* WHAT TO WORK ON *
1 – From the poster abstract on deep learning detection of HFpEF, extract the passage between "- Outcomes: AUC" and "to model prediction.", inclusive.
2 – Using the Background section of the HFpEF deep learning poster abstract, explain in one to three sentences why the study set out to test technical improvements in the software.
3 – Write what follows the last line of the HFpEF deep learning poster abstract.

* SELECTED PASSAGE *
·····

Christy Zheng, MS1, Ashley P. Akerman, PhD2, Katharine Rainer, MD1, Nora Al-Roub, MBBS1, Constance Angell-James, MPH1, Rasheed Thompson, BS1, Lorenzo Bosque, MSc, MPH1, William Hawkes, PhD2, Hania Piotrowska, BA1, Paul Leeson, BM2, Gary Woodward, PhD2, Patricia A. Pellikka, MD3, Ross Upton, PhD2, Jordan B. Strom, MD, MSc1
1 Smith Center, BIDMC, Boston, MA; 2 Ultromics Ltd., Oxford, UK; 3 Mayo Clinic, Rocester, MN

See full-poster
Background
Deep learning (DL) using echocardiographic (TTE) images to detect HFpEF has shown promise,1 but the influence of technical factors and improvements on model classification and prognostic performance remains uncertain.
Objectives
To determine how technical improvements in an AI HFpEF-recognition software trained on TTE images impacts the diagnostic and prognostic performance.
Methods
- Study population: Patients receiving clinically indicated TTEs at BIDMC, 2018-2022
- Study design: Case control study comparing cases with HFpEF (recent HF hospitalization, LVEF ≥ 50%, and grade II/III diastolic dysfunction) and 1:1 age-, sex-, and year-of TTE matched controls.
- Exposure: Three iteratively improved DL algorithms predicting HFpEF presence (V1, V1.1, V2, Ultromics Ltd., Oxford, UK)
- Outcomes: AUC for HFpEF presence, time to mortality
- Analysis: AUCs compared across software versions. Survival techniques used to estimate time to mortality by predicted risk quartile. Random forest model used to identify technical variables related to model prediction.

·····

* EXERCISE DATA *
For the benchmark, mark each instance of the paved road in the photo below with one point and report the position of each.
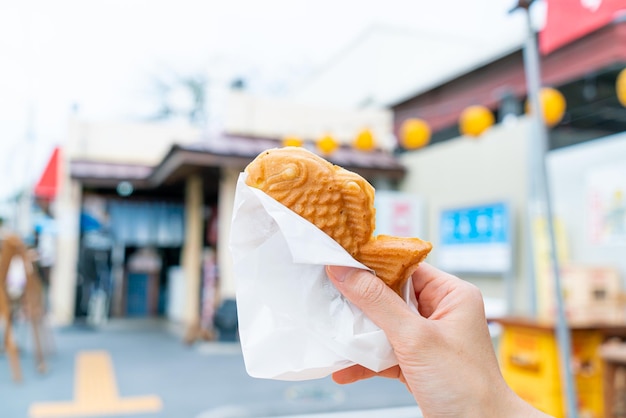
(141, 369)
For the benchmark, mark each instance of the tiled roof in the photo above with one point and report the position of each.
(82, 169)
(250, 147)
(221, 152)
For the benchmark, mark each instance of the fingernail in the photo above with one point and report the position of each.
(338, 273)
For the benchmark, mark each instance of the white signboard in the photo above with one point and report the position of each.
(476, 239)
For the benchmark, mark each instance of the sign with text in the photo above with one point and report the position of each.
(476, 239)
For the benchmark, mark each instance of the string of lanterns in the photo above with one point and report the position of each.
(476, 119)
(415, 133)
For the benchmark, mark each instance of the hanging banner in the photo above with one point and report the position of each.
(476, 239)
(568, 20)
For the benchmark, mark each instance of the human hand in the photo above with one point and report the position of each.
(445, 354)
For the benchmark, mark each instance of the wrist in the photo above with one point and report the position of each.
(515, 407)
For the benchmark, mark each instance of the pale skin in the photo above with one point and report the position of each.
(445, 354)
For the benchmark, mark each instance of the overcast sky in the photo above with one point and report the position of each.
(103, 55)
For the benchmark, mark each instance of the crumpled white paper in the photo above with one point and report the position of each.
(293, 323)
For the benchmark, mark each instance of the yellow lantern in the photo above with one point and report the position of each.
(327, 144)
(552, 105)
(475, 120)
(364, 141)
(620, 87)
(292, 141)
(414, 133)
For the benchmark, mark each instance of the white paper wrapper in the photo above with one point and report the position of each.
(293, 323)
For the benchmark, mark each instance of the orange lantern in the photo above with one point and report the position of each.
(475, 120)
(414, 133)
(327, 144)
(364, 141)
(552, 105)
(292, 141)
(620, 87)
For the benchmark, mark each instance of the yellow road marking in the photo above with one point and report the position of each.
(95, 392)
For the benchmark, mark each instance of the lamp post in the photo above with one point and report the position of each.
(541, 200)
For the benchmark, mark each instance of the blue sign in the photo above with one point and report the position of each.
(476, 239)
(475, 225)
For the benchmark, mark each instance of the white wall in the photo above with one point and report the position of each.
(134, 143)
(569, 169)
(466, 172)
(276, 118)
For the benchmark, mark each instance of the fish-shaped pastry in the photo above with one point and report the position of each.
(340, 203)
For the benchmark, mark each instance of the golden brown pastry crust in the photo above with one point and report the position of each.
(340, 203)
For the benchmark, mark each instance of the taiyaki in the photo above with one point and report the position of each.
(340, 203)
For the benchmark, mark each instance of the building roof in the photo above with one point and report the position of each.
(592, 61)
(207, 157)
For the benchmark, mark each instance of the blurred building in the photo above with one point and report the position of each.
(587, 147)
(145, 209)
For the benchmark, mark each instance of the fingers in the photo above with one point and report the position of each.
(352, 374)
(357, 372)
(370, 294)
(427, 275)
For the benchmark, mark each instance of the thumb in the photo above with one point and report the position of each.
(370, 294)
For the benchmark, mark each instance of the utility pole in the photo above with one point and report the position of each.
(541, 201)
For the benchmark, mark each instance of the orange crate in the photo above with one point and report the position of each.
(529, 360)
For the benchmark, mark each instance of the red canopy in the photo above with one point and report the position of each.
(568, 20)
(48, 184)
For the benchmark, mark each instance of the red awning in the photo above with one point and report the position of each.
(48, 184)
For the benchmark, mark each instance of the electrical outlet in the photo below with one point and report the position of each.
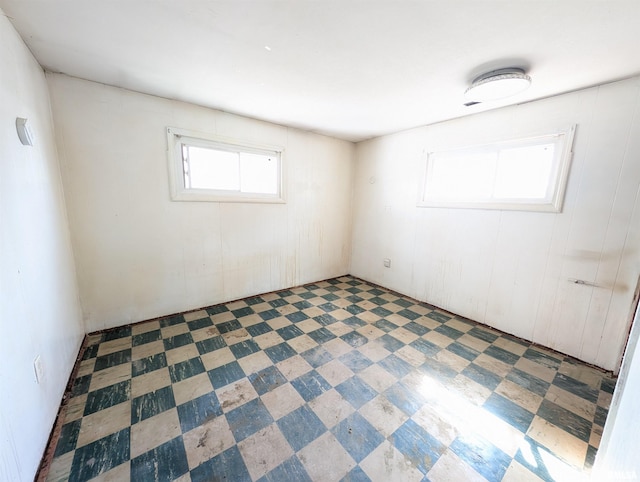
(38, 369)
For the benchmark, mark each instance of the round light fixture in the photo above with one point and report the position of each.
(498, 84)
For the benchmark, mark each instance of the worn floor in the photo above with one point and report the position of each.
(337, 380)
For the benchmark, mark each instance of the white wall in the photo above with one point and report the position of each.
(507, 269)
(39, 307)
(617, 458)
(139, 255)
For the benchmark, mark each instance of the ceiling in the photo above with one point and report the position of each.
(352, 69)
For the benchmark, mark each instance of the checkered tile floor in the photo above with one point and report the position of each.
(336, 380)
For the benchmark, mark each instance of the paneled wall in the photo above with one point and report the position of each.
(511, 270)
(39, 307)
(140, 255)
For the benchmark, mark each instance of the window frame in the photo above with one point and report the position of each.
(177, 137)
(556, 187)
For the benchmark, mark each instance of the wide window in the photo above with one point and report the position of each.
(216, 169)
(527, 174)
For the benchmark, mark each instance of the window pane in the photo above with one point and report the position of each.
(213, 169)
(524, 172)
(259, 173)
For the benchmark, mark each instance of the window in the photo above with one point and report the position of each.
(217, 169)
(522, 174)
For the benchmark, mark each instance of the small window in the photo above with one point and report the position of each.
(522, 174)
(216, 169)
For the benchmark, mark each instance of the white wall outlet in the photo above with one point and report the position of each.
(38, 368)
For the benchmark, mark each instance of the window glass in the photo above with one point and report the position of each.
(210, 169)
(519, 174)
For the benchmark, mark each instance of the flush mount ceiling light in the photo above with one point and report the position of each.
(497, 85)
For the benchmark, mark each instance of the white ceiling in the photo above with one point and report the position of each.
(352, 69)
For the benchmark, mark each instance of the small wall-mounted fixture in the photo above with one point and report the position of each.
(24, 131)
(498, 84)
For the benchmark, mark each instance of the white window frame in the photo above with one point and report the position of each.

·····

* SOLVED TASKS *
1 –
- Outcomes: AUC for HFpEF presence, time to mortality
- Analysis: AUCs compared across software versions. Survival techniques used to estimate time to mortality by predicted risk quartile. Random forest model used to identify technical variables related to model prediction.

2 – Deep learning on echocardiographic images to detect HFpEF has shown promise. However, it remains uncertain how technical factors and improvements affect the model's classification and prognostic performance. The study therefore aimed to determine how those improvements change diagnostic and prognostic performance.

3 –
Results
- 584 patients included (74.7 ± 12.8 years, 55.7% female, biplane LVEF 63.2 ± 7.4%) (Cases = 283, Controls = 293)
- V1 and V1.1 had similar discrimination (AUC 0.634, 95% CI 0.582-0.683 vs. AUC 0.634, 95% CI 0.584-0.682, p = 0.99)
- V2 improved upon prior performance (V2 vs. V1.1, AUC 0.778, 95% CI 0.735-0.816 vs. AUC 0.634, 95% CI 0.584-0.682, p < 0.001) (Figure).

- Median (IQR) follow-up of 101 (27-382) days
- 112 (19.2%) deaths

- Of 22 technical parameters, top contributors to prediction included model uncertainty score, instability score, sequence of ultrasound regions, heart rate, and image compression ratio.
Conclusion
Enhanced pre-processing and image augmentation techniques in the V2 software resulted in improvements in model discrimination and death prognostication.
These results overall indicate the important role of non-clinical variables in ensuring robust and reliable DL model performance.